* Task to carry out *
Reproduce the material from the line that contains "Put a dot on each instance of the red football shorts" through the end of the material, both ends included, shifting every coordinate by adding 31 to it and leaving every other line as it is.

* Data supplied *
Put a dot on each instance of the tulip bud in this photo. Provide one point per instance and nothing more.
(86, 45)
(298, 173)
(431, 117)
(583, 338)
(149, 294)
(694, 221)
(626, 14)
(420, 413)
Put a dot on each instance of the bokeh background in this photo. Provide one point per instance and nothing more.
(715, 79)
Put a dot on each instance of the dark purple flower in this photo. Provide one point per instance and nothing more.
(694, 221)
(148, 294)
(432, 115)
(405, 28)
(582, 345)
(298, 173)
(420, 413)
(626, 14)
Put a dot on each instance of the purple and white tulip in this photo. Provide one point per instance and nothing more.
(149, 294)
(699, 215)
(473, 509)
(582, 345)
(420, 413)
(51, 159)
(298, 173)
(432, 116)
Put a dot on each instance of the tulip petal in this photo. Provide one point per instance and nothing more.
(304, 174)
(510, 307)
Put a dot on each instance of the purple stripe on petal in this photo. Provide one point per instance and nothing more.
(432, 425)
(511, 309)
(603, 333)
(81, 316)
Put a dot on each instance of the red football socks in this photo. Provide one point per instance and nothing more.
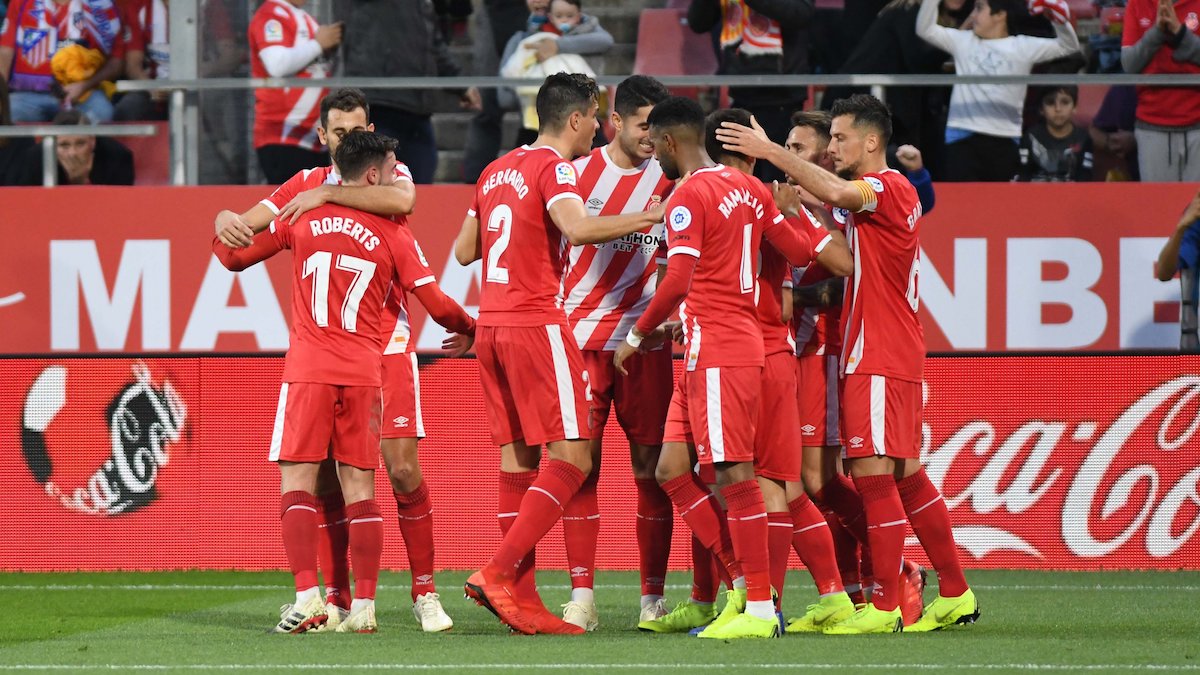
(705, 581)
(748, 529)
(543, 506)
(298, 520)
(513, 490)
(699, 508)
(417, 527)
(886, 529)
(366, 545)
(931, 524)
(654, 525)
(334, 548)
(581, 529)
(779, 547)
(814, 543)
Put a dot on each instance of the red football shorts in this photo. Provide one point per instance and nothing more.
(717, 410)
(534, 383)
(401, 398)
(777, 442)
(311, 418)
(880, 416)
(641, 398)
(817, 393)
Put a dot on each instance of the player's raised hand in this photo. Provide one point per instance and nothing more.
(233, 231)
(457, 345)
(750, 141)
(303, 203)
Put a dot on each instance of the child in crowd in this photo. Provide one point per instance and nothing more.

* Complete answer *
Put a dot on each instance of the red football shorts in this photo. Provide one point per instance and nothing more.
(748, 441)
(565, 414)
(432, 429)
(808, 473)
(342, 449)
(911, 447)
(672, 429)
(848, 424)
Put a dot on each instance of the player's raised hand in this photo. Provide one point per instance and nothing more.
(264, 262)
(488, 376)
(781, 172)
(334, 234)
Put a dot on each instance of the child in crowd in this photo. Provide one point per instance and nothing more.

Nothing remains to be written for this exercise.